• **Selected text**:
>>>

And getting that line of ‘I felt the need to call you’ sounded very romantic to me.

Even more, I felt loved again. I felt for a moment like I was flying on air. I felt pretty and every other good feeling in between.

I heard the message again several more times before calling back. More than showing that perhaps I was desperate (which I was, greatly), I wanted to enjoy this brief moment.

I had no idea what would happen after I returned the call. But during those minutes that I sat there and listened to the message, I had the feeling that my life would be just fine.

It is, so far, right now.



I got home and took a look at the piece of paper in which Jeffrey had written his phone number. This was the first time I had experienced this situation after becoming single again, so I didn’t know what to make of it.

I don’t recall thinking or feeling anything in particular. It didn’t even hit me that it was a ‘cougar moment’ or a young guy showing interest in an older woman.

I didn’t even question myself if there was any slight possibility of him calling me, what his intentions were, if I should take the first step in approaching him, or whatever else in between.

Back then I was so overwhelmed by my whole situation that my mind was stuck in analyzing anything. I was basically taking one day at a time in overcoming this ‘bad moment’ I was living.

I put the number away in a place that, in case I wanted to find it, could do so.

<<<

• **Data section**:
>>>

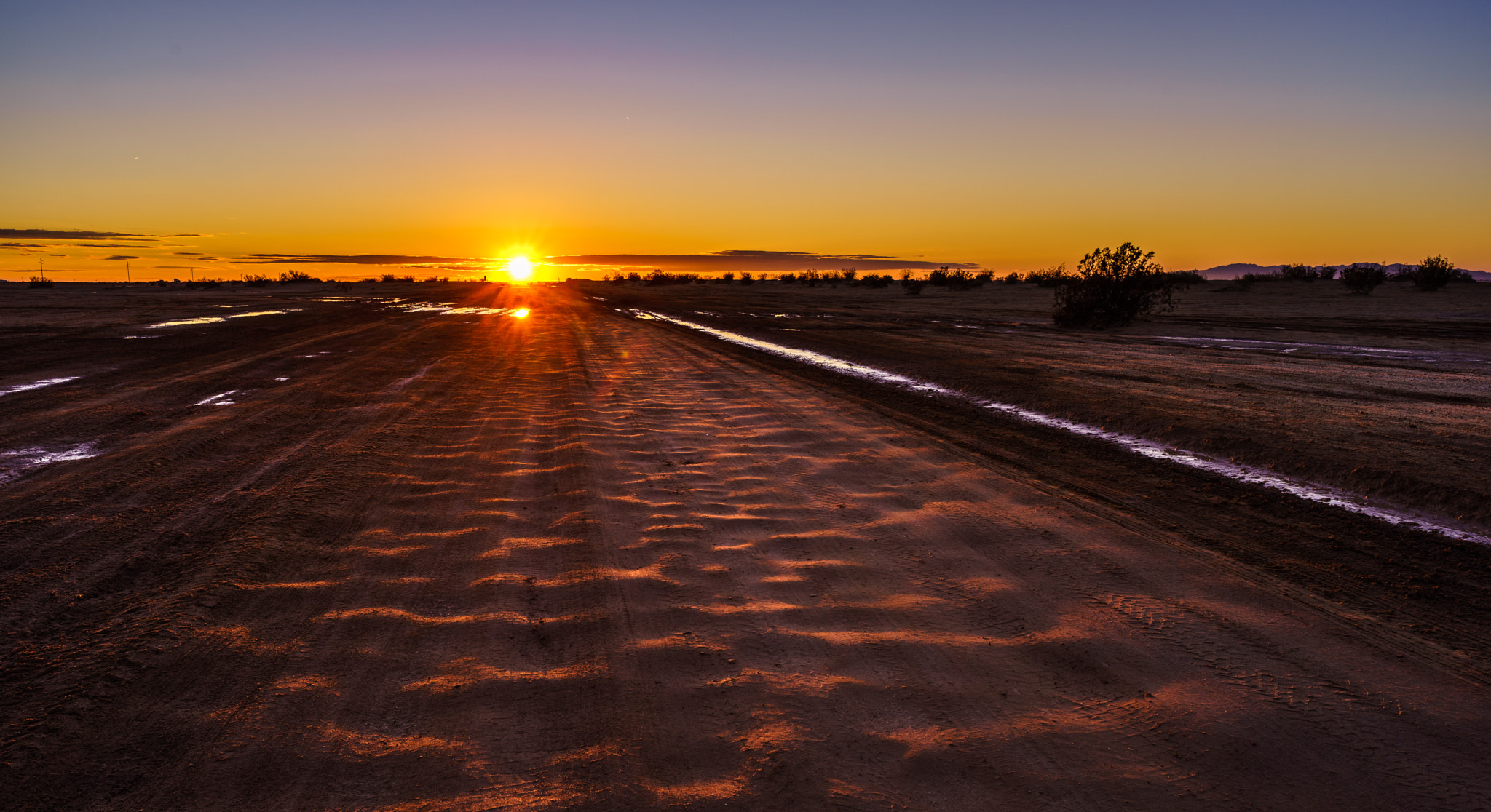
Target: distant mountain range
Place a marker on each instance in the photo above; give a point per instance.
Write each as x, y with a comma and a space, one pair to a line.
1238, 268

<<<

• **Task instructions**:
In the passage about the phone message, how many times was the message heard again before the call was returned? The material has no connection to the passage.

• **Exercise solution**:
Several more times.